▶ [Task to complete]:
Report every line of the listing below in which the string "Category" occurs.

--- Source material ---

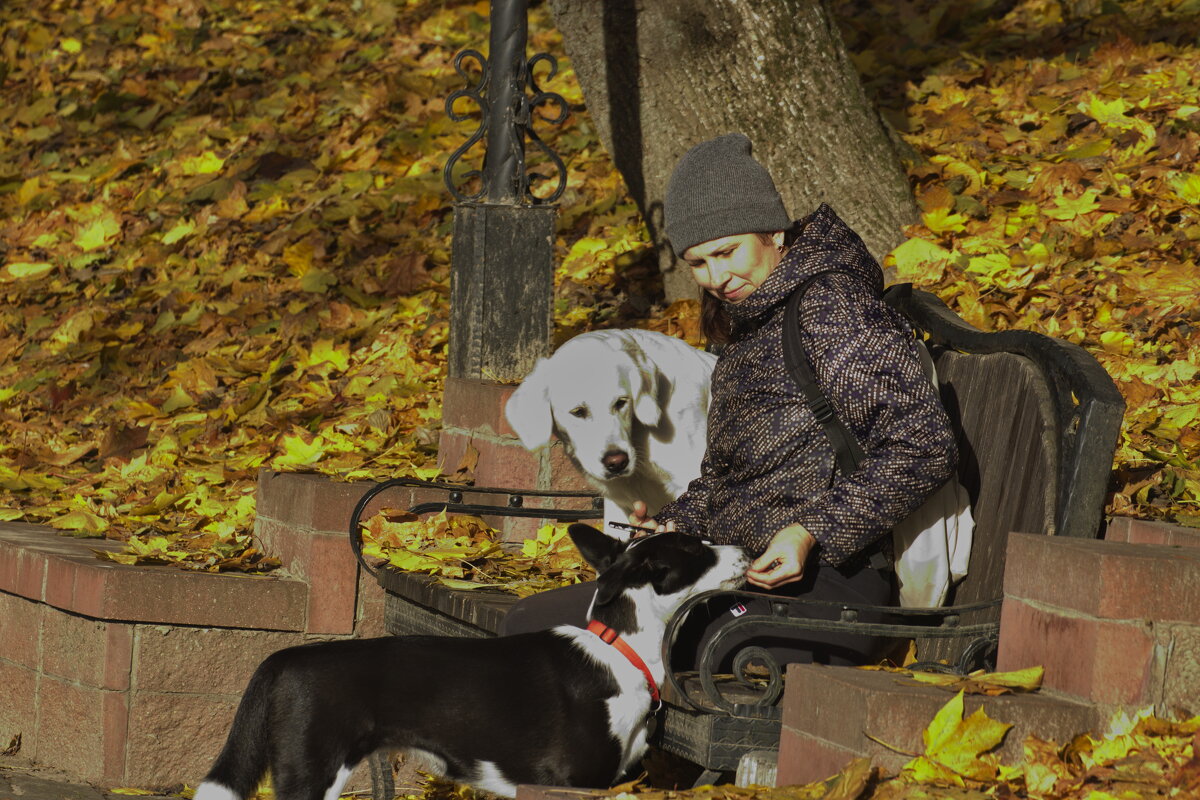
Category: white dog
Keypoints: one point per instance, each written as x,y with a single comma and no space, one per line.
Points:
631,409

---
--- Source material ---

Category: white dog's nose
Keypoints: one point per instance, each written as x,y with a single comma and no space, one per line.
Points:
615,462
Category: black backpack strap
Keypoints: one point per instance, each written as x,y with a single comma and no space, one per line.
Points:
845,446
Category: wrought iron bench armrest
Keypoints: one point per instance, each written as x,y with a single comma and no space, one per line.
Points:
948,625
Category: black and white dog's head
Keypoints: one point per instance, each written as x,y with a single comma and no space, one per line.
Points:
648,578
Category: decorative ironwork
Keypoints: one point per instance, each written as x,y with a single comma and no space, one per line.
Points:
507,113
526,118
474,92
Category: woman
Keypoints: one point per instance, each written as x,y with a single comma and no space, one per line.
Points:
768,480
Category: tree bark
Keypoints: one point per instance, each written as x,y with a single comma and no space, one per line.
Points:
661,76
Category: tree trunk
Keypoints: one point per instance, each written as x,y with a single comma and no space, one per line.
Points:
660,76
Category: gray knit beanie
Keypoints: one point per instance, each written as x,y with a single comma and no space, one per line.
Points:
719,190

---

▶ [Exercise response]:
Category: white dog
Category: white dog's nose
Category: black backpack strap
Category: wrought iron bench armrest
Category: black and white dog's head
Category: decorative ironwork
Category: woman
Category: tree bark
Category: tree trunk
Category: gray knit beanie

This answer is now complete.